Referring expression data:
((
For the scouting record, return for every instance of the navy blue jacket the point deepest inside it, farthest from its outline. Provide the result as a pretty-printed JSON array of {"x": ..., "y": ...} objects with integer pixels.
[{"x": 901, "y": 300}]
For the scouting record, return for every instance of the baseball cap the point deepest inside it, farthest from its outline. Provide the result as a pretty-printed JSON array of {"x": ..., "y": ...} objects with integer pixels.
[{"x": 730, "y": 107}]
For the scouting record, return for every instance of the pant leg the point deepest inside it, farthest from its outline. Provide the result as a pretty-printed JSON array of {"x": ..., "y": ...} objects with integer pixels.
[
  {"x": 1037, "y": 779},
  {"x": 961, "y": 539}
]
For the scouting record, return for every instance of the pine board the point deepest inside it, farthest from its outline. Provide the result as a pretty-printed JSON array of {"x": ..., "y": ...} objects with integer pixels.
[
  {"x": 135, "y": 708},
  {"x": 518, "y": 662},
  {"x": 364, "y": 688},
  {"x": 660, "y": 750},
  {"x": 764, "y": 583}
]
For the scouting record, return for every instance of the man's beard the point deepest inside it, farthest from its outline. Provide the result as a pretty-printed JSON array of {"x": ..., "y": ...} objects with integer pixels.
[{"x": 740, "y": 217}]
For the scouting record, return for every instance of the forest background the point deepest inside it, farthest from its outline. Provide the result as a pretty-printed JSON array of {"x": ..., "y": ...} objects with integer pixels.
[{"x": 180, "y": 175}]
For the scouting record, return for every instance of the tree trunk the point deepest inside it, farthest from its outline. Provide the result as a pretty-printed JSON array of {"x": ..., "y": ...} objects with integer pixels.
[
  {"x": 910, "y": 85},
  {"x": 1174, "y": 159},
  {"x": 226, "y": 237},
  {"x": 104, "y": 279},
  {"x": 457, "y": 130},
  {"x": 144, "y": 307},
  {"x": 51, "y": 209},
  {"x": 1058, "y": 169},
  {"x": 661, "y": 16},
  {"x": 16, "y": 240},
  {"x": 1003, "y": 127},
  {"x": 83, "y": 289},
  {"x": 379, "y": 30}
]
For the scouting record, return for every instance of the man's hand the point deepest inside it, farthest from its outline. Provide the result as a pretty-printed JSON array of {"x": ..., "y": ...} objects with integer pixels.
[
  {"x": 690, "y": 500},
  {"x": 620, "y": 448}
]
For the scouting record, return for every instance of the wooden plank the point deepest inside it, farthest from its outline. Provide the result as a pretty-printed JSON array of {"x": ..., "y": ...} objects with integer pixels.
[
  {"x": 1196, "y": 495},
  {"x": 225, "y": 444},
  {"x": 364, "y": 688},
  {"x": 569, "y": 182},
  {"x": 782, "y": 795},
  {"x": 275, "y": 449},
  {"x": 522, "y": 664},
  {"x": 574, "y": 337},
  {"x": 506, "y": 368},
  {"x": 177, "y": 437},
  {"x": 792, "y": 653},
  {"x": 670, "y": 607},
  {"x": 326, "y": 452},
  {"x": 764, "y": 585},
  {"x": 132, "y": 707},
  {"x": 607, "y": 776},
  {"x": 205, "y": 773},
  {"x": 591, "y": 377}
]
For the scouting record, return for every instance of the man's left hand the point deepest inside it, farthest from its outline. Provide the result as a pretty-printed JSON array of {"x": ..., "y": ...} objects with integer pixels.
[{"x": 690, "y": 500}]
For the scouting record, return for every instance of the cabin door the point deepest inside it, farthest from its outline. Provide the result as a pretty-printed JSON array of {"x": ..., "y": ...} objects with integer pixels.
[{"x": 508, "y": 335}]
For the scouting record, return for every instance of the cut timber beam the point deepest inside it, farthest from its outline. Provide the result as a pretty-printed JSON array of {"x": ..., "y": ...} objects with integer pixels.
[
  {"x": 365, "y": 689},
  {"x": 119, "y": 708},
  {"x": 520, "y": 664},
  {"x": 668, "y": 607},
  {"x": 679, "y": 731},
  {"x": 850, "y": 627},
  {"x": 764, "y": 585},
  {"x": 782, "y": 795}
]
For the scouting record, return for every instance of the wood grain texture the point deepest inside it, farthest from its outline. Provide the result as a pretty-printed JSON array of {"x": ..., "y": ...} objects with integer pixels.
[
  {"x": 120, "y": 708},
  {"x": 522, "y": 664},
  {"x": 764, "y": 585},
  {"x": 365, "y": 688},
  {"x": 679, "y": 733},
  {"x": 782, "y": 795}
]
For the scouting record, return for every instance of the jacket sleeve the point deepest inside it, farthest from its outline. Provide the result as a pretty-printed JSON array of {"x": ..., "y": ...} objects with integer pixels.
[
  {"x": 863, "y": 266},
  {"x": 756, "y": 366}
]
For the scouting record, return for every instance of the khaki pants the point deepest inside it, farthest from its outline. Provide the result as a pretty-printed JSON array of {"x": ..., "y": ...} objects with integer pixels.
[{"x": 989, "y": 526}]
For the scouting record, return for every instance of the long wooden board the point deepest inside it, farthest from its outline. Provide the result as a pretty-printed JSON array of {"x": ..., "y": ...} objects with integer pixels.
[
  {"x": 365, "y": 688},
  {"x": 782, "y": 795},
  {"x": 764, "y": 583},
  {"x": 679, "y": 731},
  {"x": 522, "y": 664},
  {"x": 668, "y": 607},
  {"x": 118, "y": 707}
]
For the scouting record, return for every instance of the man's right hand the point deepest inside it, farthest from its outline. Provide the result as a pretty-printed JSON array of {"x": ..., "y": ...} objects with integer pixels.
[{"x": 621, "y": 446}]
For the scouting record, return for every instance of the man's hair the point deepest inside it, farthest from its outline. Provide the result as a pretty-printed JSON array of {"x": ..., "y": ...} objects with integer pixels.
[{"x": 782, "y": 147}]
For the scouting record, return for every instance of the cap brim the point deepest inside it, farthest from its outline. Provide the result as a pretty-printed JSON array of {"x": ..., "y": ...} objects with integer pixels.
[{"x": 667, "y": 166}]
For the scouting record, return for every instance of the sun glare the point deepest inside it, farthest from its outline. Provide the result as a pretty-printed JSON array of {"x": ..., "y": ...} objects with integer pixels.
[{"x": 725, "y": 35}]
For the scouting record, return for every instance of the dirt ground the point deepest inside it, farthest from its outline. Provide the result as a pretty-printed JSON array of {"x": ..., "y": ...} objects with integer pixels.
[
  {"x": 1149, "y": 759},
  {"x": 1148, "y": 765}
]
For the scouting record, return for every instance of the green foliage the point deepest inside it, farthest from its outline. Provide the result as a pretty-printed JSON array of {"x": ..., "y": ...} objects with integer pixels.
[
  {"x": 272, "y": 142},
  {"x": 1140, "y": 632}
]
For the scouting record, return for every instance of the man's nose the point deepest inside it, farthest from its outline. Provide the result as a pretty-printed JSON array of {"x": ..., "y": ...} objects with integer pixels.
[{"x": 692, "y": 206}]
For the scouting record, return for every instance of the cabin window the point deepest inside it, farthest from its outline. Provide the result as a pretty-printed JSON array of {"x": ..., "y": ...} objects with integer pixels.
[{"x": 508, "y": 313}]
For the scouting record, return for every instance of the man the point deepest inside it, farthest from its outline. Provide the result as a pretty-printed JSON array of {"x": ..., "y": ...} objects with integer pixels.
))
_WHAT IS BEING ASKED_: From the first line through the last, repeat the entries exactly.

_RESPONSE AREA_:
For the scouting record, return for every instance of the navy blue jacket the point deepest inside it, farthest from its outline. Provide the result as a pretty-printed JSON array of {"x": ..., "y": ...} objects with integer pixels.
[{"x": 901, "y": 300}]
For the scouting record, return for every instance of the baseball cap the point deepest inside it, farthest from its outline. Provide the result as a pretty-printed JSON array of {"x": ..., "y": ...} objects with integer pixels.
[{"x": 730, "y": 107}]
For the scouting record, return for every instance of the pant leg the point deepest inside it, farthest from its outline. Provide the result as a pretty-printed JSON array of {"x": ..., "y": ...} objects with integer pixels.
[
  {"x": 1037, "y": 779},
  {"x": 961, "y": 539}
]
For the scouting record, return for every instance of the pine board the point deepest inside it, farthest from its outline. Provide the result as a pretty-printed JSON array of {"x": ..., "y": ...} objects with integer pixels.
[
  {"x": 135, "y": 708},
  {"x": 518, "y": 662},
  {"x": 364, "y": 688},
  {"x": 660, "y": 750},
  {"x": 764, "y": 583}
]
For the scouting record, return for every instance of the man's beard the point deepest inside it, farthest from its outline. Provide the result as a pretty-printed JSON array of {"x": ..., "y": ...} objects with integer pixels.
[{"x": 740, "y": 217}]
For the scouting record, return for every instance of the forest background the point deepest inside it, farthest from its outline. Provide the result as a pretty-printed JSON array of {"x": ..., "y": ...} objects with integer pixels.
[{"x": 180, "y": 175}]
For the scouting record, return for every instance of the tree trunk the point deepest inside it, farthest from its outline. Provide the result as a pretty-printed JSON array of {"x": ..., "y": ...} objects with integer pixels.
[
  {"x": 910, "y": 85},
  {"x": 1174, "y": 159},
  {"x": 226, "y": 237},
  {"x": 104, "y": 279},
  {"x": 457, "y": 130},
  {"x": 144, "y": 307},
  {"x": 51, "y": 209},
  {"x": 1058, "y": 169},
  {"x": 661, "y": 16},
  {"x": 16, "y": 240},
  {"x": 1003, "y": 127},
  {"x": 83, "y": 289},
  {"x": 379, "y": 30}
]
For the scouting record, return for every instance of the man's hand the point deepest inside it, farthest from its outline. Provide the result as a pretty-printed JSON array of {"x": ..., "y": ...} objects with integer pixels.
[
  {"x": 690, "y": 500},
  {"x": 620, "y": 448}
]
For the scouting record, return for every instance of the wooden plank the point deepest inside it, farthest from its outline. Provide the result as a pretty-printed JSON array of {"x": ..., "y": ...} objects with integer pixels.
[
  {"x": 1196, "y": 495},
  {"x": 225, "y": 444},
  {"x": 364, "y": 688},
  {"x": 569, "y": 182},
  {"x": 782, "y": 795},
  {"x": 275, "y": 449},
  {"x": 522, "y": 664},
  {"x": 574, "y": 337},
  {"x": 506, "y": 368},
  {"x": 177, "y": 437},
  {"x": 792, "y": 653},
  {"x": 670, "y": 607},
  {"x": 326, "y": 452},
  {"x": 764, "y": 585},
  {"x": 132, "y": 707},
  {"x": 607, "y": 776},
  {"x": 205, "y": 773},
  {"x": 591, "y": 377}
]
For the scouting record, return for every instance of the man's left hand the point deepest inside it, farthest from its outline. Provide the result as a pretty-printed JSON array of {"x": ..., "y": ...} objects with integer pixels.
[{"x": 690, "y": 500}]
For the scouting record, return for every instance of the cabin door the point deepest inside it, farthest from its outline. Provide the result as a pretty-printed JSON array of {"x": ..., "y": ...} objects with integer pixels.
[{"x": 508, "y": 335}]
For the scouting record, return for every instance of the cut timber beam the point deepest inside it, farthest from its outline. Provide the result as a pretty-printed JSON array of {"x": ..., "y": ...} objects with integer pixels.
[
  {"x": 365, "y": 689},
  {"x": 119, "y": 708},
  {"x": 520, "y": 664},
  {"x": 668, "y": 607},
  {"x": 679, "y": 731},
  {"x": 850, "y": 627},
  {"x": 764, "y": 585},
  {"x": 782, "y": 795}
]
For the scouting record, return for every instance of the wood grain texture the point deepest inside it, farthest from its outline. Provide the result as a pretty-printed JSON array of {"x": ..., "y": ...} objects with integer pixels.
[
  {"x": 120, "y": 708},
  {"x": 522, "y": 664},
  {"x": 764, "y": 585},
  {"x": 365, "y": 688},
  {"x": 679, "y": 733},
  {"x": 782, "y": 795}
]
For the scouting record, return for every instance of the jacket sleeve the point deepest inside it, farthest from its outline. Provide the result as a pretty-printed JSON array of {"x": ..., "y": ...} objects with integer pixels.
[
  {"x": 863, "y": 266},
  {"x": 756, "y": 366}
]
For the scouting record, return for every instance of the khaki pants the point deepest inside it, farthest from its outline. Provide the result as a pretty-printed JSON array of {"x": ..., "y": ...} objects with integer pixels.
[{"x": 989, "y": 526}]
For the scouting record, return for every instance of the long wooden board the point deepest inside it, farthest from its outline. Provide the result as a pretty-printed JSON array of {"x": ..., "y": ...} objects with integer pixels.
[
  {"x": 365, "y": 688},
  {"x": 782, "y": 795},
  {"x": 764, "y": 583},
  {"x": 679, "y": 731},
  {"x": 522, "y": 664},
  {"x": 668, "y": 607},
  {"x": 118, "y": 707}
]
For the scouting record, return for every instance of the man's right hand the point deepest inside it, farthest from its outline. Provide the result as a pretty-printed JSON array of {"x": ..., "y": ...} objects with integer pixels.
[{"x": 621, "y": 446}]
For the scouting record, return for every instance of the man's hair the point deepest inside it, farthest from its outline. Provide the result as a pretty-printed JSON array of {"x": ..., "y": ...} objects with integer pixels.
[{"x": 782, "y": 147}]
For the scouting record, return for every instance of the cap brim the point deepest inside it, farthest from its outline. Provide the result as a pretty-printed JSON array of {"x": ..., "y": ...} objects with integer pixels.
[{"x": 667, "y": 166}]
For the scouting record, return for every instance of the sun glare the point deepest inside it, farthest from its outline. Provide the result as a pretty-printed JSON array of {"x": ..., "y": ...} objects with integer pixels.
[{"x": 725, "y": 35}]
For the scouting record, return for every instance of the dirt ground the point deepest inside it, farthest from its outline. Provide the result as a pretty-printed JSON array of {"x": ..., "y": ...} objects with integer pixels.
[
  {"x": 1149, "y": 759},
  {"x": 1148, "y": 765}
]
For the scouting record, return for every instance of the green foliage the point deepest inside it, farthest from its outline. Provide the result as a pretty-printed JSON array of {"x": ..., "y": ...} objects with integer pixels.
[
  {"x": 272, "y": 142},
  {"x": 1140, "y": 632}
]
For the scouting record, return for every instance of the man's nose the point deepest inside it, farthest from its outline. Provide the result as a pretty-printed JSON array of {"x": ..., "y": ...} objects with integer pixels.
[{"x": 692, "y": 206}]
For the scouting record, return for every instance of the cabin window the point deepest inside it, farthest from its outline. Provide the result as a pretty-printed JSON array of {"x": ..., "y": ...} objects with integer pixels.
[{"x": 508, "y": 313}]
For the scouting record, return for every instance of the man the point deepest inside it, farthest from its outline. Provide the result as a pretty-printed JSON array of {"x": ..., "y": ...} objects with integer pixels.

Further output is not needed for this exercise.